- _What is needed_
List each line of the listing below that contains the word "number", copying every such line in full.

- _Entries provided_
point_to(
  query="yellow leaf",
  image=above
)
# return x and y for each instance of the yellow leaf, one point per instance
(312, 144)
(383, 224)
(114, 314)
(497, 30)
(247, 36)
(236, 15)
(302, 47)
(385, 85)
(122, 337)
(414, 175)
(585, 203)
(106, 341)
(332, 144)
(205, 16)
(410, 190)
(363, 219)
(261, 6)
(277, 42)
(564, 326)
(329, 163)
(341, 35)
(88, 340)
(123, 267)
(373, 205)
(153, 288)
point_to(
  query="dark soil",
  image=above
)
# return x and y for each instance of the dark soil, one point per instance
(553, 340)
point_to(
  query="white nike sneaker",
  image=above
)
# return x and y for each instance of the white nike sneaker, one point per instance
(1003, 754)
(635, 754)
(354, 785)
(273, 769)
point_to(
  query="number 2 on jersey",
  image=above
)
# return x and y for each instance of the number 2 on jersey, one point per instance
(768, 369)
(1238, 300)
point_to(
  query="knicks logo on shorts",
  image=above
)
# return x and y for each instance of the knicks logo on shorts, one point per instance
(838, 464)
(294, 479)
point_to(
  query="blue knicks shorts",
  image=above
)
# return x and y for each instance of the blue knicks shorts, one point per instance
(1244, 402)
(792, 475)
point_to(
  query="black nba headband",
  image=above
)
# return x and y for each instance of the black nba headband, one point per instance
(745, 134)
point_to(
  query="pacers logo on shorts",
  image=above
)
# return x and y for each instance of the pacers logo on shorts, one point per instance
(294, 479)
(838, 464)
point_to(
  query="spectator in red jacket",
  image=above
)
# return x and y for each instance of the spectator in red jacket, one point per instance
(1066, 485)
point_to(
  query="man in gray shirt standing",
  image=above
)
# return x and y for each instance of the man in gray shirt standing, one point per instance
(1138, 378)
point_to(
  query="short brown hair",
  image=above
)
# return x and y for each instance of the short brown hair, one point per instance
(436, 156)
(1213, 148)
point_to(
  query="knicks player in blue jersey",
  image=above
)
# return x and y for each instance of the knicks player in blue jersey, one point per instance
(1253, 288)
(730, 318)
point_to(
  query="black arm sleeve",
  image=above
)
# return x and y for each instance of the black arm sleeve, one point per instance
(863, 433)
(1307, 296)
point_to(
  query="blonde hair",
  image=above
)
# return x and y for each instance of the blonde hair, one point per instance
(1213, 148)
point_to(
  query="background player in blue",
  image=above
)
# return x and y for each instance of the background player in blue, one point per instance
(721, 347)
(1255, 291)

- _Written reply_
  query="number 2 on jersey",
# return x and y for each instance of the number 2 on jersey, one point per instance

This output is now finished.